Task instructions = All that is wanted is an exact copy of the lines below, starting at the one that contains "Each instance of the sneaker" and running to the end.

Data supplied =
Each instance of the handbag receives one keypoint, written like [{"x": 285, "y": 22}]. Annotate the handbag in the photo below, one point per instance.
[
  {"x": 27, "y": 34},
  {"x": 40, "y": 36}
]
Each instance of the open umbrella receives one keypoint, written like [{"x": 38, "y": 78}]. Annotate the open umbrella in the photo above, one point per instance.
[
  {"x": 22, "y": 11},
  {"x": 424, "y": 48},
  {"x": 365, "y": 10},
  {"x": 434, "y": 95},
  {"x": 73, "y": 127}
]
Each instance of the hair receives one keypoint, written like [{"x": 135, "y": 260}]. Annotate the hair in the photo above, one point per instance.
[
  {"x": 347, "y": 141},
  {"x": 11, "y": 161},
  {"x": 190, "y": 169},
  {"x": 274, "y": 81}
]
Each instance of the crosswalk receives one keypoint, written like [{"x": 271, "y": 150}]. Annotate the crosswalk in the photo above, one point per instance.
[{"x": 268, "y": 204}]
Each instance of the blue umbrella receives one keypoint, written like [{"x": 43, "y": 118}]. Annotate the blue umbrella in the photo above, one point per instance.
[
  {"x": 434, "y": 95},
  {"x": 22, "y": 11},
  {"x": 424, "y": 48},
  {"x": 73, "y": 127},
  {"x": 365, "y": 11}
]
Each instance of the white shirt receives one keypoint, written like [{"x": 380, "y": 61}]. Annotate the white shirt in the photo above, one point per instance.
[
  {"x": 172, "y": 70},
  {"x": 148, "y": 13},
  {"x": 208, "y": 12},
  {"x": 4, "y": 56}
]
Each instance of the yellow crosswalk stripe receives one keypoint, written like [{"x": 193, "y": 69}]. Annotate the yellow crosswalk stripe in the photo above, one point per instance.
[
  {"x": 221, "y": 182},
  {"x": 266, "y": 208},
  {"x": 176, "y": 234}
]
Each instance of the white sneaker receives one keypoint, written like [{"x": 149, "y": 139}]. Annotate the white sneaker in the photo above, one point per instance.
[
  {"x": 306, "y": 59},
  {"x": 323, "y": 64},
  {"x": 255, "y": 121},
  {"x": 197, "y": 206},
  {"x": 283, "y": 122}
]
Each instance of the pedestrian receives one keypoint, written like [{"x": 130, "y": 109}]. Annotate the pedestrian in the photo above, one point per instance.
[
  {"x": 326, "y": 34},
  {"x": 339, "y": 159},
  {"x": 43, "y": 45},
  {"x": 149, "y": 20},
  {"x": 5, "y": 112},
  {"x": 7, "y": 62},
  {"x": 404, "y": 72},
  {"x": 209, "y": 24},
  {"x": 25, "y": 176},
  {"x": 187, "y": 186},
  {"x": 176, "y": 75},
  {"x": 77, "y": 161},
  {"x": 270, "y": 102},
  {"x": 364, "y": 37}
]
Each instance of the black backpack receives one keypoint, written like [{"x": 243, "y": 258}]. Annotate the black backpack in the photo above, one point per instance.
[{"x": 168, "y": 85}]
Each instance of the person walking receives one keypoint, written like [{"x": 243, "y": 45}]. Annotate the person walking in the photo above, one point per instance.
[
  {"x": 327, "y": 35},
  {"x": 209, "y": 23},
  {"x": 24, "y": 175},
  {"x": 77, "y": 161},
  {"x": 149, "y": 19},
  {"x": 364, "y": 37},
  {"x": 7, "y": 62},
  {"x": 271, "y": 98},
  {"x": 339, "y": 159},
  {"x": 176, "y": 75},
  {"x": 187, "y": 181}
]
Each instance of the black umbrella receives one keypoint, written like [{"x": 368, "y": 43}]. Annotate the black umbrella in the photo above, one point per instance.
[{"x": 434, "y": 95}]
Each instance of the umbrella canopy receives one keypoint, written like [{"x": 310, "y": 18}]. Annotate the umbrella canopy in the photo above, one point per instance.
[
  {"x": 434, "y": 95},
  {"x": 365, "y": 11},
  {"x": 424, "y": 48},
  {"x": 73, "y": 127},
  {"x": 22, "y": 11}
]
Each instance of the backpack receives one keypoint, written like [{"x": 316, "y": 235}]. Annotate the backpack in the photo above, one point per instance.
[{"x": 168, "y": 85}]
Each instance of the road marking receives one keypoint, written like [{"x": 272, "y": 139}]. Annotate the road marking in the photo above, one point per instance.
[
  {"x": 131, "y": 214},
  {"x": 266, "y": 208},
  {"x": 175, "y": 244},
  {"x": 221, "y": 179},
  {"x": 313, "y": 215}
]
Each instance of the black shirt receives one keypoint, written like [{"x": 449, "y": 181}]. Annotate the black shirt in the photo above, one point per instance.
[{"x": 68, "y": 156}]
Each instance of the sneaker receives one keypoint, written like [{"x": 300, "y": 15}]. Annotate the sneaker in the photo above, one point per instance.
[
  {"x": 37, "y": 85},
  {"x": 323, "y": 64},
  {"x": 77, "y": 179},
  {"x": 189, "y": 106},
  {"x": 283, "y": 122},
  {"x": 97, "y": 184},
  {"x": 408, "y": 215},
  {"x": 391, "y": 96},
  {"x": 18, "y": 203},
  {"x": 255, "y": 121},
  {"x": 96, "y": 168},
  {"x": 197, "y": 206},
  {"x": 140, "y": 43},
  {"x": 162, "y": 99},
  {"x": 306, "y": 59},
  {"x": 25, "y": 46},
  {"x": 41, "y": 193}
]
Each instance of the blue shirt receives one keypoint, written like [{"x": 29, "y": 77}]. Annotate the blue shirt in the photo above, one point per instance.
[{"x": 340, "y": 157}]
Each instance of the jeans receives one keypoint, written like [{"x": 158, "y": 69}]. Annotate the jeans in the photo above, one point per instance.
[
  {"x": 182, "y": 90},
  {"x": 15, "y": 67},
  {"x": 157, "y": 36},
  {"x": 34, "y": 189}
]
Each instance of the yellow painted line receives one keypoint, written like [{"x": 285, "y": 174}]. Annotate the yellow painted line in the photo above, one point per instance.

Exercise output =
Each instance of the sneaker receives one keypoint, written like [{"x": 300, "y": 15}]. Annotate the sneaker in the photo above, one point per instance.
[
  {"x": 37, "y": 85},
  {"x": 323, "y": 64},
  {"x": 77, "y": 179},
  {"x": 189, "y": 106},
  {"x": 283, "y": 122},
  {"x": 97, "y": 184},
  {"x": 408, "y": 215},
  {"x": 391, "y": 96},
  {"x": 18, "y": 203},
  {"x": 255, "y": 121},
  {"x": 96, "y": 168},
  {"x": 197, "y": 206},
  {"x": 140, "y": 43},
  {"x": 162, "y": 99},
  {"x": 306, "y": 59},
  {"x": 25, "y": 46},
  {"x": 41, "y": 193}
]
Each instance of the blue shirt receives one keypoint, written like [{"x": 29, "y": 77}]. Annotate the blue shirt in the photo above, one point per instance.
[{"x": 340, "y": 157}]
Each instance of the jeans receives one keypoint, written like [{"x": 158, "y": 69}]. Annotate the jeans in the photo above, one point per instance.
[
  {"x": 182, "y": 90},
  {"x": 15, "y": 67},
  {"x": 157, "y": 36},
  {"x": 34, "y": 189}
]
Each instance of the yellow painted line receives one keypoint, written like [{"x": 285, "y": 174}]. Annotate the yellow painted line in the photo above, one point per instance.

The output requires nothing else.